1994 Budweiser 500
- The 1994 Miller Genuine Draft 500 program cover, featuring Bill Elliott.
- Date: June 5, 1994
- Official name: 26th Annual Budweiser 500
- Location: Dover, Delaware, Dover International Speedway
- Course: Permanent racing facility
- Course length: 1 miles (1.6 km)
- Distance: 500 laps, 500 mi (804.672 km)
- Scheduled distance: 500 laps, 500 mi (804.672 km)
- Average speed: 102.529 miles per hour (165.004 km/h)
- Attendance: 94,000

Pole position
- Driver: Ernie Irvan; / Robert Yates Racing
- Time: 23.691

Most laps led
- Driver: Ernie Irvan / Robert Yates Racing
- Laps: 313

Winner
- No. 2: Rusty Wallace / Penske Racing South

Television in the United States
- Network: TNN
- Announcers: Mike Joy, Dick Berggren, Kenny Wallace

Radio in the United States
- Radio: Motor Racing Network

= 1994 Budweiser 500 =

12th race of the 1994 NASCAR Winston Cup Series

The 1994 Budweiser 500 was the 12th stock car race of the 1994 NASCAR Winston Cup Series season and the 45th iteration of the event. The race was held on Sunday, June 5, 1994, in Dover, Delaware at Dover International Speedway, a 1-mile (1.6 km) permanent oval-shaped racetrack. The race took the scheduled 500 laps to complete. At race's end, Penske Racing South driver Rusty Wallace was able to defend against a late race charge against Robert Yates Racing driver Ernie Irvan to take his 34th career NASCAR Winston Cup Series and his third victory of the season. To fill out the top three, the aforementioned Ernie Irvan and Hendrick Motorsports driver Ken Schrader would finish second and third, respectively.

========================

- TO BE DONE: Revise the race article from the words "12th race of" through the words "and third, respectively.", replacing "respectively" with "in that order". The lines after this are not needed.

- SOURCE EXCERPT:
========================

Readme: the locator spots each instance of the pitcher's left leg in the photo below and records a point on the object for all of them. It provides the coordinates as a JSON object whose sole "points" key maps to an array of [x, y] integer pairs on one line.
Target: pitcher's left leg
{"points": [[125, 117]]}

========================

- PROBLEM SOLUTION:
12th race of the 1994 NASCAR Winston Cup Series

The 1994 Budweiser 500 was the 12th stock car race of the 1994 NASCAR Winston Cup Series season and the 45th iteration of the event. The race was held on Sunday, June 5, 1994, in Dover, Delaware at Dover International Speedway, a 1-mile (1.6 km) permanent oval-shaped racetrack. The race took the scheduled 500 laps to complete. At race's end, Penske Racing South driver Rusty Wallace was able to defend against a late race charge against Robert Yates Racing driver Ernie Irvan to take his 34th career NASCAR Winston Cup Series and his third victory of the season. To fill out the top three, the aforementioned Ernie Irvan and Hendrick Motorsports driver Ken Schrader would finish second and third, in that order.